Task requirements:
Arrange the rows below as a numbered list, beginning with the row that contains "The metadata for the image above tags the bear's tongue." and continuing through the row that contains "170 135 186 144", with any blank lines dropped.

Stored rows:
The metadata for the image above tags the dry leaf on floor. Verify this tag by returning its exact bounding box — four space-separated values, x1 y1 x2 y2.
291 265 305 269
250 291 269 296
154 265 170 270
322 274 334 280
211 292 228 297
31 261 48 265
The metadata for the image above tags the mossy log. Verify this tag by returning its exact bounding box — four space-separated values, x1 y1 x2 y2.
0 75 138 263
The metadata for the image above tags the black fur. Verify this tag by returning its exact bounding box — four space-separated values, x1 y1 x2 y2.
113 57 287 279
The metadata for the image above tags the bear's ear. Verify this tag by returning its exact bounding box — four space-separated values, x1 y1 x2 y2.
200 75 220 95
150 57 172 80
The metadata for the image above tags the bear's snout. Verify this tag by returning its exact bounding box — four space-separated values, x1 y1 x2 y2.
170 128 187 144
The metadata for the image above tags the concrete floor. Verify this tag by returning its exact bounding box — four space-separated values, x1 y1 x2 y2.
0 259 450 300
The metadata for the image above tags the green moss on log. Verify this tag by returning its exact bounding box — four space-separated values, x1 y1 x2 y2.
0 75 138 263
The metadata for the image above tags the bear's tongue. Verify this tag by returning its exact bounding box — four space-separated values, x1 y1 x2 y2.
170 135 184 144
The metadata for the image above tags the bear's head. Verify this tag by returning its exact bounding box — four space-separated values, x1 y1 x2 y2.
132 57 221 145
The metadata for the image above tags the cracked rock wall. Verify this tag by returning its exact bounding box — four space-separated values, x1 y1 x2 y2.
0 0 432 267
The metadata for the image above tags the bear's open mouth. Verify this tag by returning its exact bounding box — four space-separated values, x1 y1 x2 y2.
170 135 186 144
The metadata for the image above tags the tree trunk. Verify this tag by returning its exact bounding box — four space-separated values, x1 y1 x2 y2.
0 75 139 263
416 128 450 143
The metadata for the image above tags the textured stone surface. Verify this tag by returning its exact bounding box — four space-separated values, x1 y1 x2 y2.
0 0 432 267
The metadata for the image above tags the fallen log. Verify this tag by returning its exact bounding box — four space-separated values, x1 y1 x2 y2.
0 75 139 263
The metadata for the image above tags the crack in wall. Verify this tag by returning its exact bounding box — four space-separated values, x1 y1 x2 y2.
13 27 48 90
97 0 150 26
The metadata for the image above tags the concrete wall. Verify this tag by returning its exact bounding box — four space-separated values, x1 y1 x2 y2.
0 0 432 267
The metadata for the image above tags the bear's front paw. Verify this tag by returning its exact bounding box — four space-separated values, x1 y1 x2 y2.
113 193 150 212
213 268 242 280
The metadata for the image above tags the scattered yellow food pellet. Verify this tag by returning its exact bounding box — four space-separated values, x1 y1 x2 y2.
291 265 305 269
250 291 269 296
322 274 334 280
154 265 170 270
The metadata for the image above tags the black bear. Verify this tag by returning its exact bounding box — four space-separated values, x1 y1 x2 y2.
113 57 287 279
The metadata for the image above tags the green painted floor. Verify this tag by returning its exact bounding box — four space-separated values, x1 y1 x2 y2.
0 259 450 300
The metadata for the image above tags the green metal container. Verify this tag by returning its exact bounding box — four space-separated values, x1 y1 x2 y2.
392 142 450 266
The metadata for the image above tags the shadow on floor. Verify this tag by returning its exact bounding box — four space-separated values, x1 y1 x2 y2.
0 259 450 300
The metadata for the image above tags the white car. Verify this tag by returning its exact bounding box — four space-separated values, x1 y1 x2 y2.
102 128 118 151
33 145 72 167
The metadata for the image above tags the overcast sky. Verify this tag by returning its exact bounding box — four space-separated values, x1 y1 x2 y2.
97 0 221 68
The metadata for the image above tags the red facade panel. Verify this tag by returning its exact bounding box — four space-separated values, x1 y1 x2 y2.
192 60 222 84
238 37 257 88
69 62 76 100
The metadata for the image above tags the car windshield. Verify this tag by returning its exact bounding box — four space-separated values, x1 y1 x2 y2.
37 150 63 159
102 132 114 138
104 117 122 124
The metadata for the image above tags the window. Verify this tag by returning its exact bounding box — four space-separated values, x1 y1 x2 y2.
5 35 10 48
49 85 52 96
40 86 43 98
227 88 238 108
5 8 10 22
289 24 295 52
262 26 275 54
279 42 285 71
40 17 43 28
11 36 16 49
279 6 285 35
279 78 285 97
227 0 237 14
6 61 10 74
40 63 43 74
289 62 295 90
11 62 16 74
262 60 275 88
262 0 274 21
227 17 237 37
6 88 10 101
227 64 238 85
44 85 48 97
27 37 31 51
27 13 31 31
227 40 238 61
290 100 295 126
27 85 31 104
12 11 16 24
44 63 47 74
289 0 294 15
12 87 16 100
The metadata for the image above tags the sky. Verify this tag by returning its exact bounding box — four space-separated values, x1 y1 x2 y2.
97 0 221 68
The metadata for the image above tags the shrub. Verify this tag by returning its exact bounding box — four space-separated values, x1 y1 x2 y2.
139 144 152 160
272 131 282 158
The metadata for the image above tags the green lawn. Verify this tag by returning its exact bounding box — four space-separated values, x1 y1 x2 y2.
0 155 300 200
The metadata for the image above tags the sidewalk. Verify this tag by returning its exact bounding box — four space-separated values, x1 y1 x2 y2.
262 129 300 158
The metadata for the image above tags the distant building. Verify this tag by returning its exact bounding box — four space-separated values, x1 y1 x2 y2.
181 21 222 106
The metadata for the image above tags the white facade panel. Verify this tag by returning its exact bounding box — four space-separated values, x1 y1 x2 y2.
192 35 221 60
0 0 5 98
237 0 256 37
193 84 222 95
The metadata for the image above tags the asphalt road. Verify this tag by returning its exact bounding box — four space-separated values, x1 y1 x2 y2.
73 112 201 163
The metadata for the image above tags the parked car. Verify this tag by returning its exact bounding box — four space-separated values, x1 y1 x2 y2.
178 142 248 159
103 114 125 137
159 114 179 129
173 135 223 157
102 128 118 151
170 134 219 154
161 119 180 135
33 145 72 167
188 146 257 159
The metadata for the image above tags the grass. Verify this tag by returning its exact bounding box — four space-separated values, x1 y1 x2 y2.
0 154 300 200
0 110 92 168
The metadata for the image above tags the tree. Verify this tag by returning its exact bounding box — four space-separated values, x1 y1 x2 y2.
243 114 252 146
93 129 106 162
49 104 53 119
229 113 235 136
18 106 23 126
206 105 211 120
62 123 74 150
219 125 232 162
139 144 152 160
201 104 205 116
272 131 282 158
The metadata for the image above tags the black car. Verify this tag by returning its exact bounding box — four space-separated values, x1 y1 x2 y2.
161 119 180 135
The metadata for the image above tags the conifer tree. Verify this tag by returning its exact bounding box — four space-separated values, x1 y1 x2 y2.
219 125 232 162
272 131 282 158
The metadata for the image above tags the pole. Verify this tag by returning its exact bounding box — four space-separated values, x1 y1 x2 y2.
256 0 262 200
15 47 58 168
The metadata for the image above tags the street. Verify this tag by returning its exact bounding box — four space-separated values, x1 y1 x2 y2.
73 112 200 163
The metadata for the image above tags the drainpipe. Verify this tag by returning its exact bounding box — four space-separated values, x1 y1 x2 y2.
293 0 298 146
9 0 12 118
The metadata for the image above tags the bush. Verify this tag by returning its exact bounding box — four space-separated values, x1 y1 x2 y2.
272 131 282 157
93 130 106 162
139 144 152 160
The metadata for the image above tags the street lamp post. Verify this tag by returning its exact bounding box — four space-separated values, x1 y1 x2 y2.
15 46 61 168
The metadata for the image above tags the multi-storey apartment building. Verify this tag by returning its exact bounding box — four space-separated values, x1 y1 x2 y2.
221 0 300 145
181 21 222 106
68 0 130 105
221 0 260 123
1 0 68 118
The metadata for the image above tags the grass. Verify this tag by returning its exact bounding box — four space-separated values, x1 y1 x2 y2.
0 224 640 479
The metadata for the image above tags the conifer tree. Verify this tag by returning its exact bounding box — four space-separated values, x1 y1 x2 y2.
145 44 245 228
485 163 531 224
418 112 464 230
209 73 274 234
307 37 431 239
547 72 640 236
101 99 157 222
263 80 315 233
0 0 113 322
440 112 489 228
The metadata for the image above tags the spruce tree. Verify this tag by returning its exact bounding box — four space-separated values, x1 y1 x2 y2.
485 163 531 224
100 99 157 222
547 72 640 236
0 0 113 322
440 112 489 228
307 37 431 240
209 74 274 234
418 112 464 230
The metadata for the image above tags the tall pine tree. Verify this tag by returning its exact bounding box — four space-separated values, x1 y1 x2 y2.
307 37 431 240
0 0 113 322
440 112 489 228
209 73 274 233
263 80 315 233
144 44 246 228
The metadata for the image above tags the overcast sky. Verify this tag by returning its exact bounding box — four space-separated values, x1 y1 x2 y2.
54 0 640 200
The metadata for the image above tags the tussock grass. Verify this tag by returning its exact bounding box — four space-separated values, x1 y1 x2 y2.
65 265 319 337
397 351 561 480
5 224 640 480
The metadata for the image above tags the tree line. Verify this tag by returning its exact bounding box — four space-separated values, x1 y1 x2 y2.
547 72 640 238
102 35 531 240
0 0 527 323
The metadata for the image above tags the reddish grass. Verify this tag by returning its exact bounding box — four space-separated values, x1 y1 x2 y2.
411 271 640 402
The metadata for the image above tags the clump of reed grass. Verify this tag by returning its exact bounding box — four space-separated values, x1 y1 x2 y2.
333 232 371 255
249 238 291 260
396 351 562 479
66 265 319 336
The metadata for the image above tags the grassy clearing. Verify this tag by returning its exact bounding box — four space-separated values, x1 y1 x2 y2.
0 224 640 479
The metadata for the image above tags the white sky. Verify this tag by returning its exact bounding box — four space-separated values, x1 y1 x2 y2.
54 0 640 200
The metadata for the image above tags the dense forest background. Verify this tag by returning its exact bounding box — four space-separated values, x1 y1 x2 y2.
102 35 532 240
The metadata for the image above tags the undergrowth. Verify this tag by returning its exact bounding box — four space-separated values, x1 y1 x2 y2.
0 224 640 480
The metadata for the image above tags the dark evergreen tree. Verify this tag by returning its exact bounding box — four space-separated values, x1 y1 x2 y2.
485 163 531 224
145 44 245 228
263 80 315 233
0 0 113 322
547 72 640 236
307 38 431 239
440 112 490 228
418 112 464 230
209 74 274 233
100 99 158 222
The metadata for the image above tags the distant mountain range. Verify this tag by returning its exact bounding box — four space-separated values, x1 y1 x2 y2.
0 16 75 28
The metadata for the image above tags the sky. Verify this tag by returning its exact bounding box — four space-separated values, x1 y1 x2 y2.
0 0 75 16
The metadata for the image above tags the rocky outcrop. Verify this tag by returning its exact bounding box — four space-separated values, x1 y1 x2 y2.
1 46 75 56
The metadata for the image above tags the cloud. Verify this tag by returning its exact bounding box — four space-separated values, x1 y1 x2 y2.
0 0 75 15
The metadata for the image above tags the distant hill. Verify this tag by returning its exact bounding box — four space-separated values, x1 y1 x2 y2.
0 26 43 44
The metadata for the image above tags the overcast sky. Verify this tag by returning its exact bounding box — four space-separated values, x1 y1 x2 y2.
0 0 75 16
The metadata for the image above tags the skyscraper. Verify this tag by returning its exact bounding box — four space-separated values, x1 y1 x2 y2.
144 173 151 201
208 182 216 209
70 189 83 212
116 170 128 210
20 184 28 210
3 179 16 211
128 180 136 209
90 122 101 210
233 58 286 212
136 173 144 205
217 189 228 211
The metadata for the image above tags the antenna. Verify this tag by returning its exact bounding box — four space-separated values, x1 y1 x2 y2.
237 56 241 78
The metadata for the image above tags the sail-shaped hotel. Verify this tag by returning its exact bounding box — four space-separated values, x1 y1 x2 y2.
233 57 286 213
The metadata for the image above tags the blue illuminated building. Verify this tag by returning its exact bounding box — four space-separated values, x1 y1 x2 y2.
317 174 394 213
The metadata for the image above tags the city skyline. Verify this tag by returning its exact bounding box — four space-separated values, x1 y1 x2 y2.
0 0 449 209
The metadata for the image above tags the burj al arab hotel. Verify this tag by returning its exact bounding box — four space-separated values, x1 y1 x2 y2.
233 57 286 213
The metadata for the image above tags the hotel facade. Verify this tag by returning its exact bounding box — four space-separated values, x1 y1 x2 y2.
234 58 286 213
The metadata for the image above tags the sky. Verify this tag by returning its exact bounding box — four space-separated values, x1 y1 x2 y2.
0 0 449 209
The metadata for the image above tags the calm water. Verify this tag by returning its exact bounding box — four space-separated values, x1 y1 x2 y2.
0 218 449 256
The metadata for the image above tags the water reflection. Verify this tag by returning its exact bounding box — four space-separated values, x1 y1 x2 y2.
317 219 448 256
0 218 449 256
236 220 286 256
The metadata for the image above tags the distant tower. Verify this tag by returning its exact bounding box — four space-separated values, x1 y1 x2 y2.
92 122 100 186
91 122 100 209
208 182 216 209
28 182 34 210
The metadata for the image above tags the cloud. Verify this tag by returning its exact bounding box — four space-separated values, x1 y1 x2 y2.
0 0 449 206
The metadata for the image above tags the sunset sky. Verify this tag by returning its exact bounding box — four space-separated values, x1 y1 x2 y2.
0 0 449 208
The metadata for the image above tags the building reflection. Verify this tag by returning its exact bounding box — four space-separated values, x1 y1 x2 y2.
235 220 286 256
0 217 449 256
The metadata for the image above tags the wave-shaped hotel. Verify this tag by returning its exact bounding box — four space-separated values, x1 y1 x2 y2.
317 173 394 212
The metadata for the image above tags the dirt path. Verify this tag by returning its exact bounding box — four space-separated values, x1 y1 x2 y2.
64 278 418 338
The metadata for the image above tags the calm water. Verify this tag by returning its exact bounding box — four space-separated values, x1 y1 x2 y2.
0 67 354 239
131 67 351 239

Final answer:
1. The metadata for the image above tags the bear's tongue. Verify this tag by returning its exact bounding box — four space-separated values, x1 y1 x2 y2.
2. 170 135 184 144
3. The metadata for the image above tags the bear's head. Verify this tag by returning its exact bounding box — four space-separated values, x1 y1 x2 y2.
4. 132 57 221 145
5. The metadata for the image above tags the cracked rock wall. Verify this tag by returning its exact bounding box — four space-separated values, x1 y1 x2 y2.
6. 0 0 432 267
7. The metadata for the image above tags the bear's open mouth. Verify this tag by returning its exact bounding box — four space-separated values, x1 y1 x2 y2.
8. 170 135 186 144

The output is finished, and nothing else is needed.